(Saved data entries)
=== Section Start ===

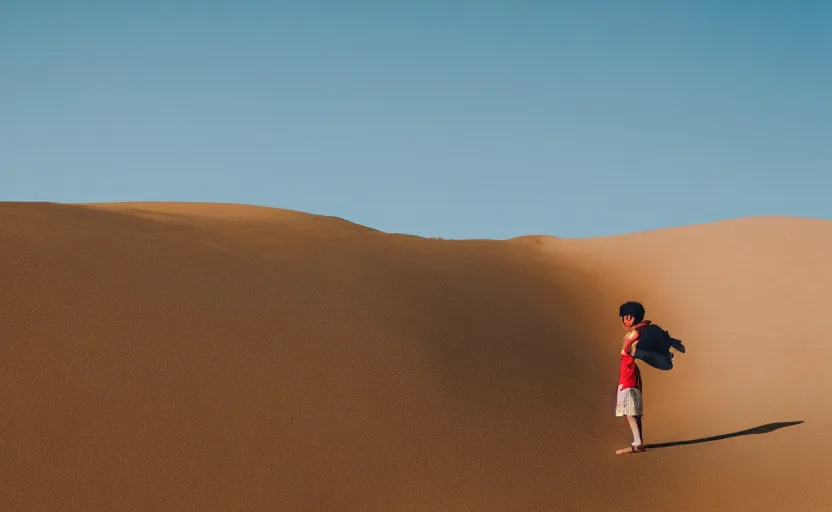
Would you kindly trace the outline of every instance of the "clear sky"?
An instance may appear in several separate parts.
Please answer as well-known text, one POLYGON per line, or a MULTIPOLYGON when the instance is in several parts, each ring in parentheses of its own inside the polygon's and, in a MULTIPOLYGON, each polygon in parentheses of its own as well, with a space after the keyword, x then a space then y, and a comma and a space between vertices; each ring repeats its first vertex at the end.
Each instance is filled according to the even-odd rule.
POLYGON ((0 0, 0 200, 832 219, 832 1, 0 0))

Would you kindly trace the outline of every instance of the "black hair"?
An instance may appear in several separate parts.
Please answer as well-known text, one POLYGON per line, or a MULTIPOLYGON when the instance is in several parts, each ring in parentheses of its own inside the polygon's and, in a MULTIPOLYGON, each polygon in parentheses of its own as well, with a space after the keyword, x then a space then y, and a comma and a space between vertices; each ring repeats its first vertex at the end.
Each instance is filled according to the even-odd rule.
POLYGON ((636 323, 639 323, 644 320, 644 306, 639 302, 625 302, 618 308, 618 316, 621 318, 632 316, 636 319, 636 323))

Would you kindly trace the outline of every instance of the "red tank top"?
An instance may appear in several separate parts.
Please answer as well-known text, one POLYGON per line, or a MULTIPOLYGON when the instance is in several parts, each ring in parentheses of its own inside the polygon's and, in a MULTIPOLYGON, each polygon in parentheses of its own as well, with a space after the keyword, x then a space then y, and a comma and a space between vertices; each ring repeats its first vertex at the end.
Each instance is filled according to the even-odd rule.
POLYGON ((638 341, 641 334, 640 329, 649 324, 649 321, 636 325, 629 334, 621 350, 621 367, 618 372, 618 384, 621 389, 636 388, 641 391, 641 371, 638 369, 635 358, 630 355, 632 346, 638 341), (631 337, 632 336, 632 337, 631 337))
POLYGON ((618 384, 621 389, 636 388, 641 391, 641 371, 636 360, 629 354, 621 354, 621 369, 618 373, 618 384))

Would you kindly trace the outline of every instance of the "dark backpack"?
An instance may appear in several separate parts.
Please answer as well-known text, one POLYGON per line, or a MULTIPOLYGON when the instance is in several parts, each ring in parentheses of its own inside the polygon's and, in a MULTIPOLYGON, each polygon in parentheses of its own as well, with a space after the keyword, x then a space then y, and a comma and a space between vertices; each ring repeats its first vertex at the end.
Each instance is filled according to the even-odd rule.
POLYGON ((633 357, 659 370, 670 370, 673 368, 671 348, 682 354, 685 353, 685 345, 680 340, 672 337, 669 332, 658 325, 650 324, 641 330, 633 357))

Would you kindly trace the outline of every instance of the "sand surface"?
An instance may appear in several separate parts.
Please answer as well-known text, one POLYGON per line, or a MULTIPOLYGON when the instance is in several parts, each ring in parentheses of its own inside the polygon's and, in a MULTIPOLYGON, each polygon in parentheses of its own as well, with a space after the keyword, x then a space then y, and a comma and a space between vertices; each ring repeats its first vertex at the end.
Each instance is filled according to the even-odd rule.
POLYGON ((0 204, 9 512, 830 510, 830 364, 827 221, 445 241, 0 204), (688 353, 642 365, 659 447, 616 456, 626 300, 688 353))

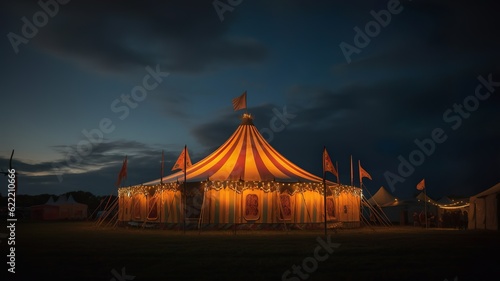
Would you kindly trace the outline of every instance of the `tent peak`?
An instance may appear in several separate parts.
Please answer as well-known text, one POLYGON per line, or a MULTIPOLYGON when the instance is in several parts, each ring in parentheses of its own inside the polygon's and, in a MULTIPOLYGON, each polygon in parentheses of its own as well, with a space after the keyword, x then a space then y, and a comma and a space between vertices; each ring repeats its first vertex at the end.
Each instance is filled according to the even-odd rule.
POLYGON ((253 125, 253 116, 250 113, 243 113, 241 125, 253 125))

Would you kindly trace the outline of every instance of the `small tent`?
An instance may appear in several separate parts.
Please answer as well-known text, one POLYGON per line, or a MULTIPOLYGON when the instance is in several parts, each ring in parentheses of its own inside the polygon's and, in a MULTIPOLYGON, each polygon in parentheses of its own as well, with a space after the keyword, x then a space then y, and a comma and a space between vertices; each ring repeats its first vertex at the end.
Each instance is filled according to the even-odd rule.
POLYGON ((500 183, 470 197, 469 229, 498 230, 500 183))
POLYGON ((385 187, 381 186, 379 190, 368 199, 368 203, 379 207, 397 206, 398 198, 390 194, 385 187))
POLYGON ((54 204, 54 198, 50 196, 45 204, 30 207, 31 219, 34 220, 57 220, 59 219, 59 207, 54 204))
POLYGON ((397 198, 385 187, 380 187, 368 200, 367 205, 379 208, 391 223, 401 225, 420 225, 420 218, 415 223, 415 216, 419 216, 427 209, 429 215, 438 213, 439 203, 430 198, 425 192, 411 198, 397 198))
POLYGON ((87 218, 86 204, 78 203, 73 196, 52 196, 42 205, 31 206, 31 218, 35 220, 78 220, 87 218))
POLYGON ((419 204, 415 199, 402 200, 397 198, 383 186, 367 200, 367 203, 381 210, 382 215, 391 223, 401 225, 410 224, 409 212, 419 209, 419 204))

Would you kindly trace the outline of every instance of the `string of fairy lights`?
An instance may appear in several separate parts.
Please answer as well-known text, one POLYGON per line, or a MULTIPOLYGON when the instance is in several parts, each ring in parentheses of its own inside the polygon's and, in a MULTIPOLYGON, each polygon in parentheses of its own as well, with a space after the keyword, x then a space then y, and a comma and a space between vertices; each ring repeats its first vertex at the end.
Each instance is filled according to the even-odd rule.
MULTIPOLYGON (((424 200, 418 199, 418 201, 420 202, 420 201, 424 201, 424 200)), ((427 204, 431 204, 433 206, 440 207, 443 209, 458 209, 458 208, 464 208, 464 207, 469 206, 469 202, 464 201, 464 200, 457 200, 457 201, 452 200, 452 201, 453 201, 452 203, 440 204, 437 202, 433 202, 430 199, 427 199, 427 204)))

=== Section End ===

* Your assignment
Give the number of lines in the entries that contain the word "tent", with no other text.

* Solution to the exercise
2